- _Istruzioni del compito_:
Conta le righe qui sotto in cui compare la parola "plate" e scrivi soltanto il numero.

- _Dati memorizzati_:
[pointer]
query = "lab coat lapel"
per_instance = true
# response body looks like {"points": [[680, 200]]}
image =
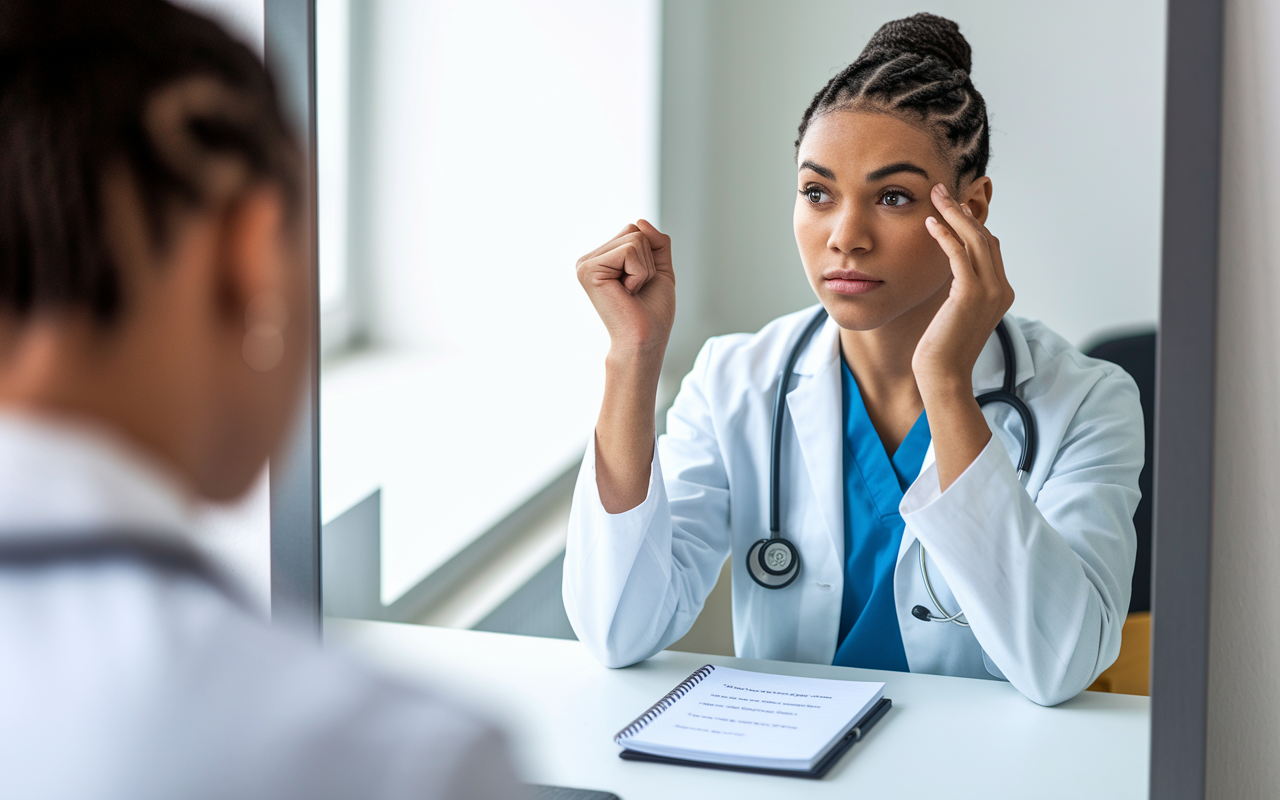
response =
{"points": [[814, 408], [908, 534]]}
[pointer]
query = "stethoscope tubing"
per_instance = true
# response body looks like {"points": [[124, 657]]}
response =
{"points": [[780, 408], [1005, 394]]}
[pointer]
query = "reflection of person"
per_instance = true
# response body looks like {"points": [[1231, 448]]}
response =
{"points": [[152, 339], [885, 446]]}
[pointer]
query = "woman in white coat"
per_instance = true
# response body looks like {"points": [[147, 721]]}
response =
{"points": [[885, 447]]}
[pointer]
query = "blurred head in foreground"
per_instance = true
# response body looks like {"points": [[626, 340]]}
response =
{"points": [[152, 234]]}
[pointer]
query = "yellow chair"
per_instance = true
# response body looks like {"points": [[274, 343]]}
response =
{"points": [[1130, 675]]}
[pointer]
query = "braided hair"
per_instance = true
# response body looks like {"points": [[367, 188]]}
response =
{"points": [[917, 68], [87, 87]]}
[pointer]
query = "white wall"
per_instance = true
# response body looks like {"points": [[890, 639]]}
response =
{"points": [[1244, 635], [1075, 97]]}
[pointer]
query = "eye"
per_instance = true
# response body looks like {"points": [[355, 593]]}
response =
{"points": [[814, 195]]}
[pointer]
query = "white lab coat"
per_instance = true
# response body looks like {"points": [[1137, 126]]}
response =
{"points": [[120, 680], [1041, 568]]}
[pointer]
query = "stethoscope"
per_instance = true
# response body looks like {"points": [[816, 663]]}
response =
{"points": [[775, 562]]}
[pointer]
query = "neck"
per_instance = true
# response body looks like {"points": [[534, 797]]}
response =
{"points": [[71, 369]]}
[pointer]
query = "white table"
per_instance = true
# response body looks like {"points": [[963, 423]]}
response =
{"points": [[945, 737]]}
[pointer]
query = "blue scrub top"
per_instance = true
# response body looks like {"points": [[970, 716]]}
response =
{"points": [[874, 484]]}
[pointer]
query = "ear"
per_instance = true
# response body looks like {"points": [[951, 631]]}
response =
{"points": [[250, 264], [977, 196]]}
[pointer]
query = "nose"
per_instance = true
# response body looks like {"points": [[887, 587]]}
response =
{"points": [[850, 233]]}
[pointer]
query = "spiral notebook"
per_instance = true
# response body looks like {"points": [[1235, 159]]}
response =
{"points": [[755, 722]]}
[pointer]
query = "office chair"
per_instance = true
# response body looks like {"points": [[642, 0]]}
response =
{"points": [[1130, 673]]}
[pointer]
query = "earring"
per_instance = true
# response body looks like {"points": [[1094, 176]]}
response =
{"points": [[265, 319]]}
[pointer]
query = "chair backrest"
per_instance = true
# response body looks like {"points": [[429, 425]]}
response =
{"points": [[1137, 356]]}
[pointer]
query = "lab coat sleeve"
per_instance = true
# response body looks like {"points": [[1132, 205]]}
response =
{"points": [[635, 581], [1045, 585]]}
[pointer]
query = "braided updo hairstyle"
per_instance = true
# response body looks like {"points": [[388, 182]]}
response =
{"points": [[915, 68]]}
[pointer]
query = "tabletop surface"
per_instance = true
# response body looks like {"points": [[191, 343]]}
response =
{"points": [[944, 737]]}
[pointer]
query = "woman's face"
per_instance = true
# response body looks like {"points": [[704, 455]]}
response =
{"points": [[864, 183]]}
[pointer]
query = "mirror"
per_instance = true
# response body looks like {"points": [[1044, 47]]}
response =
{"points": [[470, 152]]}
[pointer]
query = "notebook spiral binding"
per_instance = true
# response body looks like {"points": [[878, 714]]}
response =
{"points": [[664, 703]]}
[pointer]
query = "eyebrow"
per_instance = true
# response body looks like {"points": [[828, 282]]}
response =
{"points": [[892, 169], [822, 170]]}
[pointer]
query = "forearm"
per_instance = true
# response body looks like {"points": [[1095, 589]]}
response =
{"points": [[625, 429], [958, 428]]}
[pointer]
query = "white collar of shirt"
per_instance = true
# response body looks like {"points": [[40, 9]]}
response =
{"points": [[65, 476]]}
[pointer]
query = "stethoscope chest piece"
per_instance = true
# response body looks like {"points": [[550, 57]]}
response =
{"points": [[773, 563]]}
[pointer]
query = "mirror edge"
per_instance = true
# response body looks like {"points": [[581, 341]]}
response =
{"points": [[295, 479], [1184, 400]]}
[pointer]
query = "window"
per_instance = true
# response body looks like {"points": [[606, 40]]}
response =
{"points": [[469, 154]]}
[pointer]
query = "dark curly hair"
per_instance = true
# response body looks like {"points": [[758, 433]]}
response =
{"points": [[917, 68], [87, 87]]}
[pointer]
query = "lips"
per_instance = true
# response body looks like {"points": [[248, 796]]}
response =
{"points": [[850, 282]]}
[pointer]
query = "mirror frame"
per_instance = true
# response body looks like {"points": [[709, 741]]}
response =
{"points": [[1184, 385], [1185, 369]]}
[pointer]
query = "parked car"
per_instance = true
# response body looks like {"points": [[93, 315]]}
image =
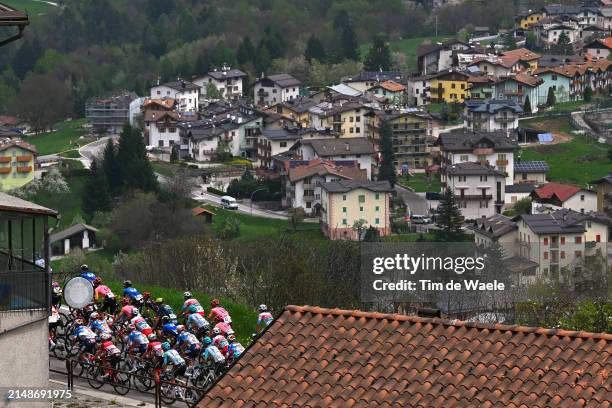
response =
{"points": [[229, 203]]}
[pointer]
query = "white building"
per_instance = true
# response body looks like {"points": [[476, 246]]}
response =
{"points": [[272, 89], [491, 115], [479, 189], [186, 94], [227, 81], [359, 149]]}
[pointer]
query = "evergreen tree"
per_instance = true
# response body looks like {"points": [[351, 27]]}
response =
{"points": [[449, 218], [314, 49], [379, 56], [551, 99], [527, 105], [110, 165], [135, 169], [96, 193], [387, 168]]}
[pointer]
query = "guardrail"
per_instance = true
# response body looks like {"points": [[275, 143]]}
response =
{"points": [[165, 392]]}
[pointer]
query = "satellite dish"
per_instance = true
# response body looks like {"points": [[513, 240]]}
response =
{"points": [[78, 292]]}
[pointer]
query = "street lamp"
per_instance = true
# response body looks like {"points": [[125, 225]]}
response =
{"points": [[253, 195]]}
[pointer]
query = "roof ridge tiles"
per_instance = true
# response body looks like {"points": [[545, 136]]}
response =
{"points": [[454, 323]]}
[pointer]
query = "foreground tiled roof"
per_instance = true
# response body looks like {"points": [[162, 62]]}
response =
{"points": [[314, 357]]}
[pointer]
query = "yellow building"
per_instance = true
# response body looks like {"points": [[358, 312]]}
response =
{"points": [[16, 164], [345, 202], [449, 86], [529, 19]]}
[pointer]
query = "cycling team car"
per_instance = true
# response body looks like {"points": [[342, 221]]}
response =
{"points": [[128, 343]]}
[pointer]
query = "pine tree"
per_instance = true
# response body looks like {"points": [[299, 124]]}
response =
{"points": [[135, 169], [110, 166], [314, 49], [387, 168], [527, 105], [96, 193], [449, 218], [551, 99], [379, 56]]}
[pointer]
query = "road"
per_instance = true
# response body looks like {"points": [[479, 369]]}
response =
{"points": [[416, 203]]}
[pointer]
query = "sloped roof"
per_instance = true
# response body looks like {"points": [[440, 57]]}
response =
{"points": [[316, 357]]}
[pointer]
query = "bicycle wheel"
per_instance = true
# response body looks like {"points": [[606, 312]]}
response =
{"points": [[94, 377], [121, 383]]}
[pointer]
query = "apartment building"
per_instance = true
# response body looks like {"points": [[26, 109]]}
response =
{"points": [[478, 188], [494, 149], [345, 202], [491, 115]]}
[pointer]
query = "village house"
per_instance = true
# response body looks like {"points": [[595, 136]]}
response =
{"points": [[604, 193], [16, 164], [345, 202], [301, 181], [493, 149], [227, 81], [519, 88], [478, 188], [449, 86], [491, 115], [367, 79], [272, 89], [555, 196], [359, 149], [531, 172], [185, 93]]}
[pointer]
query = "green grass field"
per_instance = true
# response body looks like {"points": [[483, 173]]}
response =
{"points": [[65, 137], [32, 7]]}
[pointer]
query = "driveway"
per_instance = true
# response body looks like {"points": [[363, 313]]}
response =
{"points": [[415, 202]]}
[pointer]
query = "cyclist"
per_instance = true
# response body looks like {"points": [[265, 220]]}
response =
{"points": [[196, 323], [99, 324], [87, 274], [172, 357], [212, 355], [264, 318], [132, 294], [188, 343], [104, 296], [218, 313], [142, 326], [220, 341], [235, 349]]}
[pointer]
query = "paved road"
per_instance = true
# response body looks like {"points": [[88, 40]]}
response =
{"points": [[415, 202]]}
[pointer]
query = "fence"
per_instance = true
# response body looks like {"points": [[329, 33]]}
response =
{"points": [[163, 391]]}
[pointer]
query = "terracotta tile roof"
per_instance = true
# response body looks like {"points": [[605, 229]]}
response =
{"points": [[315, 357], [562, 191]]}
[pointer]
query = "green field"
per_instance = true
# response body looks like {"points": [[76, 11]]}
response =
{"points": [[32, 7], [64, 137]]}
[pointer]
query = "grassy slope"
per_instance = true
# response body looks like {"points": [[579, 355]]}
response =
{"points": [[65, 137]]}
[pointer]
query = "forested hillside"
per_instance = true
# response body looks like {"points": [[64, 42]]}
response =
{"points": [[88, 47]]}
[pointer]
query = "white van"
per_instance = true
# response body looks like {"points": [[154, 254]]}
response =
{"points": [[229, 203]]}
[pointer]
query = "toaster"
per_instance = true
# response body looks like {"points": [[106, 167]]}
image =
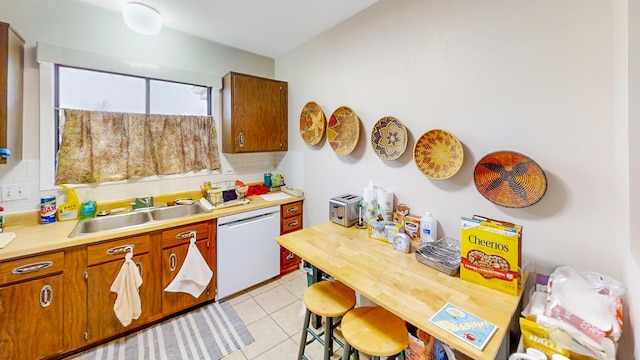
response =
{"points": [[343, 209]]}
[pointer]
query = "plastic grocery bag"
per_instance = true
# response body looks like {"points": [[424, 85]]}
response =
{"points": [[588, 306]]}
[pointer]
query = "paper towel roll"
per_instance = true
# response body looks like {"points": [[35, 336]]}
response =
{"points": [[369, 204], [385, 203]]}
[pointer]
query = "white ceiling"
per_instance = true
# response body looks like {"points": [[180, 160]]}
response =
{"points": [[266, 27]]}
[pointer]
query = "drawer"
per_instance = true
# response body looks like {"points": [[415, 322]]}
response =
{"points": [[117, 249], [291, 224], [292, 209], [288, 259], [31, 267], [180, 235]]}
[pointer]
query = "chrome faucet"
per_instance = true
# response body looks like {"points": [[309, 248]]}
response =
{"points": [[139, 203]]}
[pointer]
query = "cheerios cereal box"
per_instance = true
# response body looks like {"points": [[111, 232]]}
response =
{"points": [[490, 253]]}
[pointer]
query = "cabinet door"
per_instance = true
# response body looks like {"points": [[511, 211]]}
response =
{"points": [[254, 114], [172, 260], [31, 313], [102, 320]]}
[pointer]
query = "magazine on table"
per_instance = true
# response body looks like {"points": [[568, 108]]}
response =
{"points": [[464, 325]]}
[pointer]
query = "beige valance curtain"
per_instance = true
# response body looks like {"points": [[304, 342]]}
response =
{"points": [[100, 146]]}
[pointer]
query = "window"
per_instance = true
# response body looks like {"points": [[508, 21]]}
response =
{"points": [[111, 103]]}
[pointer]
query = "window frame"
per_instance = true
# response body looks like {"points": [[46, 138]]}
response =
{"points": [[48, 54], [147, 106]]}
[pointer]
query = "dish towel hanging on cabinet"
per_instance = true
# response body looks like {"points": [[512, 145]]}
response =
{"points": [[194, 275], [127, 306]]}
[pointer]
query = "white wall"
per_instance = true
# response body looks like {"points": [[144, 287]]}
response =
{"points": [[542, 78], [72, 24]]}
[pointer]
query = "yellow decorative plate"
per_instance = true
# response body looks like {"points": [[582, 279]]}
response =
{"points": [[438, 154], [510, 179], [343, 130], [312, 123], [389, 138]]}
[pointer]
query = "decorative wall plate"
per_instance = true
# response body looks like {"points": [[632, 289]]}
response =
{"points": [[389, 138], [343, 130], [312, 123], [510, 179], [438, 154]]}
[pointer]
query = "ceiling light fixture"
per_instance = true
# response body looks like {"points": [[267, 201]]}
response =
{"points": [[142, 18]]}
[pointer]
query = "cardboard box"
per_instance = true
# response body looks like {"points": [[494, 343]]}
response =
{"points": [[412, 227], [491, 253], [383, 230]]}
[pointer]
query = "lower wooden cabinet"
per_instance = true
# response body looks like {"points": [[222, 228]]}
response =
{"points": [[105, 261], [290, 221], [31, 307], [175, 245]]}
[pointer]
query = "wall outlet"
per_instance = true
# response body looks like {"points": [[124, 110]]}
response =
{"points": [[14, 192]]}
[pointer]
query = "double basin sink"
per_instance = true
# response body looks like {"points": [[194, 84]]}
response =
{"points": [[135, 218]]}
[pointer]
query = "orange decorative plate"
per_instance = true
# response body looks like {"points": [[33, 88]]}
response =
{"points": [[510, 179], [389, 138], [312, 123], [343, 130], [438, 154]]}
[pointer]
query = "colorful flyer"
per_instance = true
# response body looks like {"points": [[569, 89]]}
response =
{"points": [[464, 325]]}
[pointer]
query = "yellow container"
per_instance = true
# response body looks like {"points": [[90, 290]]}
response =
{"points": [[69, 209]]}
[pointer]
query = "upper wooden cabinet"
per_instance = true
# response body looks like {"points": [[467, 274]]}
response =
{"points": [[254, 114], [11, 83]]}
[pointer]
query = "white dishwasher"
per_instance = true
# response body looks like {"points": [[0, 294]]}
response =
{"points": [[247, 253]]}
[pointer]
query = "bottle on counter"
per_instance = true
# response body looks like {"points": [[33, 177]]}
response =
{"points": [[1, 219], [428, 228]]}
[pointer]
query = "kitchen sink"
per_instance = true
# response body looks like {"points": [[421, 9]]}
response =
{"points": [[111, 222], [135, 218], [172, 212]]}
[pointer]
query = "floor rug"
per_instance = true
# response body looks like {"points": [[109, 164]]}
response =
{"points": [[209, 332]]}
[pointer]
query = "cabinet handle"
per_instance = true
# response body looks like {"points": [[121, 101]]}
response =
{"points": [[173, 262], [46, 295], [29, 268], [120, 249], [185, 235]]}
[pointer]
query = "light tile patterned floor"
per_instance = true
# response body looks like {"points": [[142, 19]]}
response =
{"points": [[274, 312]]}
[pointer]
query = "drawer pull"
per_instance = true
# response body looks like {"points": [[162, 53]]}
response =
{"points": [[29, 268], [186, 235], [120, 249], [173, 262], [46, 295]]}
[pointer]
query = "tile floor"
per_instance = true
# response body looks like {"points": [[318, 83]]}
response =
{"points": [[274, 312]]}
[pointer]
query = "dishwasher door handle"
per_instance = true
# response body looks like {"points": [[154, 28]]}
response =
{"points": [[241, 222]]}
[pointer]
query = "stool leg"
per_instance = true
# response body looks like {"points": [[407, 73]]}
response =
{"points": [[328, 338], [346, 353], [303, 341]]}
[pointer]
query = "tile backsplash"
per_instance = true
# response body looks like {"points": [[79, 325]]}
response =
{"points": [[244, 167]]}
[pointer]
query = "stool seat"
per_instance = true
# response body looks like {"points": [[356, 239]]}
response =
{"points": [[375, 331], [329, 298]]}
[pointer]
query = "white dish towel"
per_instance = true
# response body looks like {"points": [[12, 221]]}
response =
{"points": [[194, 274], [127, 306]]}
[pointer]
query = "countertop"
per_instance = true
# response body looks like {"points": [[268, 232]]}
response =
{"points": [[33, 238], [401, 284]]}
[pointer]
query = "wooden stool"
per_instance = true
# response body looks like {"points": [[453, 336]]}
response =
{"points": [[374, 331], [330, 299]]}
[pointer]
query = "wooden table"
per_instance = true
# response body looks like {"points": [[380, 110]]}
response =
{"points": [[401, 284]]}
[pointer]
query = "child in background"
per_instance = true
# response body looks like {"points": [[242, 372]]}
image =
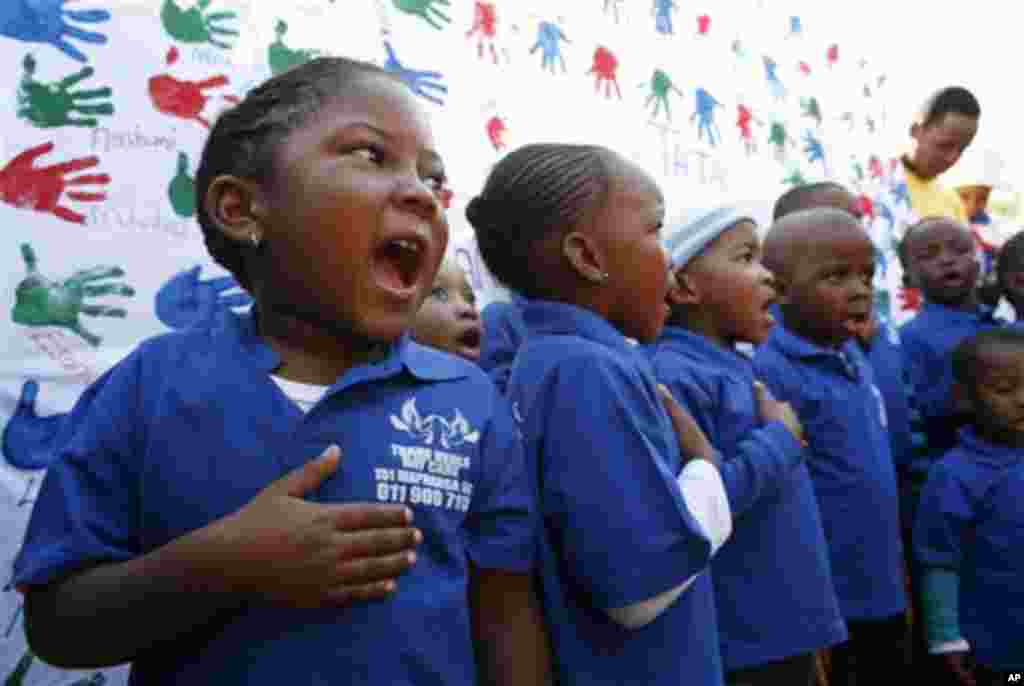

- _Risposta qui sotto_:
3